> [Your assignment]
Keep the wording of the records intact as you retype them, and omit every image.

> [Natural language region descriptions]
────

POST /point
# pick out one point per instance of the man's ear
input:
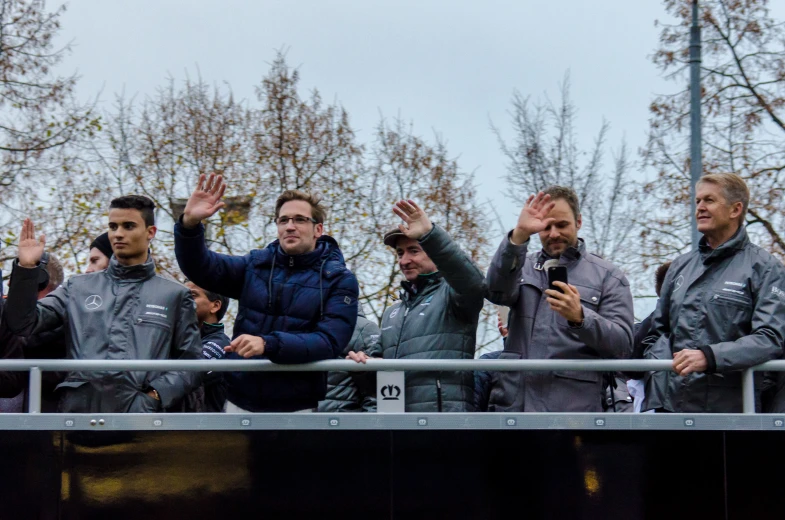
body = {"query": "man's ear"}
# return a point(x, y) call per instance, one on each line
point(736, 209)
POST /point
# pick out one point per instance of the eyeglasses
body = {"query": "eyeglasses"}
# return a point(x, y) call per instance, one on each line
point(299, 220)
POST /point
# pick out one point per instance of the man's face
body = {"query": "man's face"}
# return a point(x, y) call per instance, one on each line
point(563, 231)
point(412, 259)
point(97, 261)
point(297, 239)
point(712, 211)
point(204, 307)
point(128, 234)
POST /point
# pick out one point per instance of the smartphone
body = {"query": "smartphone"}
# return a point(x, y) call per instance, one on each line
point(557, 273)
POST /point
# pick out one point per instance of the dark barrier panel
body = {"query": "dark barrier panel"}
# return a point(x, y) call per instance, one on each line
point(619, 475)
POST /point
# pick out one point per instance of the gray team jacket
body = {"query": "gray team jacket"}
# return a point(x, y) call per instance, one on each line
point(536, 332)
point(437, 321)
point(729, 303)
point(354, 391)
point(119, 313)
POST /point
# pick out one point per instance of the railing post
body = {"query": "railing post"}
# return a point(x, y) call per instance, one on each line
point(34, 391)
point(748, 390)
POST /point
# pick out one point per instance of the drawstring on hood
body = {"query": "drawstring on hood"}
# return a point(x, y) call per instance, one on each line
point(291, 263)
point(270, 284)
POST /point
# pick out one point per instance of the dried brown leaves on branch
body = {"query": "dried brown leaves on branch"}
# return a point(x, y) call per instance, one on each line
point(286, 140)
point(743, 109)
point(544, 150)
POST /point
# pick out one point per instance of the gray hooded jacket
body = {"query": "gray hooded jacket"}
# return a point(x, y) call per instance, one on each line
point(536, 332)
point(354, 391)
point(120, 313)
point(437, 319)
point(730, 304)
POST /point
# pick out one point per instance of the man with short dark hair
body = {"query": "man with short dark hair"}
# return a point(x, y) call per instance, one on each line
point(722, 307)
point(588, 318)
point(124, 312)
point(297, 299)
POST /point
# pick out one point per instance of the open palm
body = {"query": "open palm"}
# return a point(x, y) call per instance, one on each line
point(205, 201)
point(534, 215)
point(417, 223)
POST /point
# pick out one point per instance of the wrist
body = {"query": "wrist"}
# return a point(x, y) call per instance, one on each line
point(188, 222)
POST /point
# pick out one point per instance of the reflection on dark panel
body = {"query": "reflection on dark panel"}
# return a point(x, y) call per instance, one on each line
point(390, 474)
point(755, 463)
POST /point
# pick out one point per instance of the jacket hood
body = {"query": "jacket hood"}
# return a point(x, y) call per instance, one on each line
point(736, 243)
point(131, 273)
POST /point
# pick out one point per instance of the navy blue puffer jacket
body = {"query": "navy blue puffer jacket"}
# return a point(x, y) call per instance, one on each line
point(303, 306)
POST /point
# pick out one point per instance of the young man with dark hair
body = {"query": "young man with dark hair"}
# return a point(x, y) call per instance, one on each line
point(124, 312)
point(588, 318)
point(100, 253)
point(210, 310)
point(297, 299)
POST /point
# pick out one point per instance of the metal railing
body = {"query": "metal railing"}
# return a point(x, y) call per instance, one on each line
point(36, 366)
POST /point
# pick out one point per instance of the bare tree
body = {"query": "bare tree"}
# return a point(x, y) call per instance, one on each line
point(544, 151)
point(743, 109)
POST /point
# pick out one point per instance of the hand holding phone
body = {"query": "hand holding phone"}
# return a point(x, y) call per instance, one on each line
point(557, 273)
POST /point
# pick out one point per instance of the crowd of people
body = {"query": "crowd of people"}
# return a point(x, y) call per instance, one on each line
point(721, 309)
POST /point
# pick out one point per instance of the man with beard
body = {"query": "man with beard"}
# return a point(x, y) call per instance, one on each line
point(589, 318)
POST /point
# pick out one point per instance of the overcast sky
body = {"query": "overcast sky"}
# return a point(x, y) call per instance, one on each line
point(447, 65)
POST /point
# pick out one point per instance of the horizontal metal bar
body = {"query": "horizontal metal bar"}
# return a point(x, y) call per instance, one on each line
point(374, 365)
point(408, 421)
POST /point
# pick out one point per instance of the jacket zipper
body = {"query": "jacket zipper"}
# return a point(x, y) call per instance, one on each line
point(400, 333)
point(439, 394)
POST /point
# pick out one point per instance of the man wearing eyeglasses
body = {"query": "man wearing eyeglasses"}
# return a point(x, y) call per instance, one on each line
point(297, 299)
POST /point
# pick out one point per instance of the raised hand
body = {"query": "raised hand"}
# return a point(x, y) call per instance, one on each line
point(205, 201)
point(533, 217)
point(416, 221)
point(30, 249)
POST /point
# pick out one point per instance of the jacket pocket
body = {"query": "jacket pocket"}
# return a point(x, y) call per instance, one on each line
point(727, 310)
point(143, 403)
point(150, 322)
point(733, 301)
point(579, 375)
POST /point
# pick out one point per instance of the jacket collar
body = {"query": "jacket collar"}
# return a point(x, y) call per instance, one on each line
point(737, 242)
point(570, 255)
point(410, 290)
point(131, 273)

────

> [The completed task]
POST /point
# pick out one point per instance of the man's ear
input:
body = {"query": "man's ear"}
# return a point(x, y) call per instance, one on each line
point(736, 209)
POST /point
# pick out one point per instance of the eyeglasses
body = {"query": "eyeglasses"}
# return a point(x, y) call per instance, one on each line
point(299, 220)
POST /point
# pick out one point per instance of the man's face
body = {"query": "man's face"}
# return a point(x, y) call per instance, one on each line
point(563, 231)
point(412, 259)
point(97, 261)
point(297, 239)
point(712, 211)
point(204, 307)
point(128, 234)
POST /point
# pick out one point per instance of the smartphone
body = {"query": "smartphone"}
# return a point(x, y) call per instance, one on each line
point(557, 273)
POST /point
# pick out one point per instance of the dark barrier panel
body = {"query": "dark barrier panel"}
# return a point(x, y) call per instance, one on each line
point(619, 475)
POST /point
# pick out one point per instance of the gray team jacket
body = {"query": "gray team jacket"}
# return a point(x, y) call per instance, one on each line
point(536, 332)
point(437, 321)
point(729, 303)
point(354, 391)
point(119, 313)
POST /point
# pick out one point per instance of the railing post
body = {"query": "railing post"}
# return a point(x, y) call per instance, one on each line
point(34, 391)
point(748, 390)
POST /point
# pick out one point per instance of the drawstring on hood
body = {"query": "drawstring on hood"}
# return a point(x, y) call per instance, one on each line
point(291, 263)
point(270, 284)
POST /point
# pick out one point per instance of the dried brown leaves on branch
body = {"query": "dried brown leaves on branch"}
# return a point(x, y) call per instance, one on each line
point(286, 140)
point(743, 109)
point(544, 150)
POST /point
# pick out one point per instance of the gray hooded jacket
body = {"query": "gray hooded jacket"}
# return a point(x, y) call per instance, one on each line
point(536, 332)
point(354, 391)
point(120, 313)
point(437, 319)
point(730, 304)
POST /point
# pick out one point per instance of the man with short dark hair
body = {"query": "man with short dark hair"}
# return a point(x, y) call per instance, one on each line
point(722, 307)
point(588, 318)
point(124, 312)
point(297, 299)
POST /point
# pick out one point per instance of the open palm
body = {"query": "open palm"}
# return a point(x, y) call per instance, one on each line
point(205, 201)
point(534, 215)
point(417, 223)
POST /point
# pick out one point per instance of the wrist
body = {"query": "wrist"}
# return a point(x, y) call per instance, one on each line
point(188, 222)
POST /point
# pick out one point per instance of the reflection on dark panel
body = {"query": "reflection on dark panel"}
# return a point(x, y) call per instance, one on each line
point(390, 474)
point(755, 463)
POST /point
# pick out one point per instance of the jacket hood
body = {"query": "jacket hood"}
# return a point(x, y) call per instance, one on each line
point(736, 243)
point(131, 273)
POST /point
# pick out one point per instance of the navy blue puffer jacket
body = {"query": "navy blue puffer jacket"}
# return a point(x, y) call per instance, one on each line
point(303, 306)
POST /point
# pick out one point per instance of the young man with dark hair
body = {"query": "young man with dark hair"}
# return a point(x, y) call per instance, one on each line
point(124, 312)
point(588, 318)
point(100, 253)
point(210, 310)
point(297, 299)
POST /point
# pick out one point per instance of the metal railing
body = {"query": "metal railing"}
# return a point(x, y) call per instance, one on each line
point(36, 366)
POST /point
# pick out one point per instance of the bare tree
body = {"query": "bare tree"}
# return a point(x, y) call per instance, one on each line
point(544, 151)
point(743, 109)
POST /point
# pick out one point per instance of the hand holding phone
body = {"query": "hand holding phone"}
# return a point(x, y) call per instance, one on each line
point(557, 273)
POST /point
# pick out one point per instance of the crowd of people
body = {"query": "crowd of people"}
# return a point(x, y) call per instance, one on each line
point(721, 309)
POST /point
# pick out one point per instance of the man with beard
body = {"query": "man with beard"}
# return a point(x, y) call per instance, one on each line
point(589, 318)
POST /point
# pick out one point per instance of the overcast sky
body = {"query": "overcast sky"}
# return a point(x, y) call per instance, one on each line
point(447, 65)
POST /point
# pick out one point per instance of the horizontal metal bar
body = {"query": "horizontal metal bar"}
# return a point(x, y) call per instance, one on each line
point(374, 365)
point(408, 421)
POST /point
# pick out one point per instance of the jacket zipper
body = {"query": "jacket zipper"}
# return a point(x, y) call per instance, one on each line
point(400, 333)
point(439, 394)
POST /point
# pick out one point per instance of the man wearing eyeglasses
body = {"query": "man wearing eyeglasses"}
# return a point(x, y) call per instance, one on each line
point(297, 299)
POST /point
# pick out one point per instance of the raised hand
body = {"query": "raised hand"}
# return a point(x, y) call per instance, one on each line
point(205, 201)
point(533, 217)
point(416, 221)
point(30, 249)
POST /point
# pick out one point per instance of the jacket pocket
body = {"query": "jacket pocket"}
# return a point(x, y) call per instance, one on each line
point(727, 310)
point(143, 403)
point(150, 322)
point(733, 301)
point(579, 375)
POST /point
# pick out one point per instance of the jacket collar
body = {"query": "jacket collar"}
# return a point(x, y) call per instance, one on each line
point(737, 242)
point(570, 255)
point(410, 290)
point(131, 273)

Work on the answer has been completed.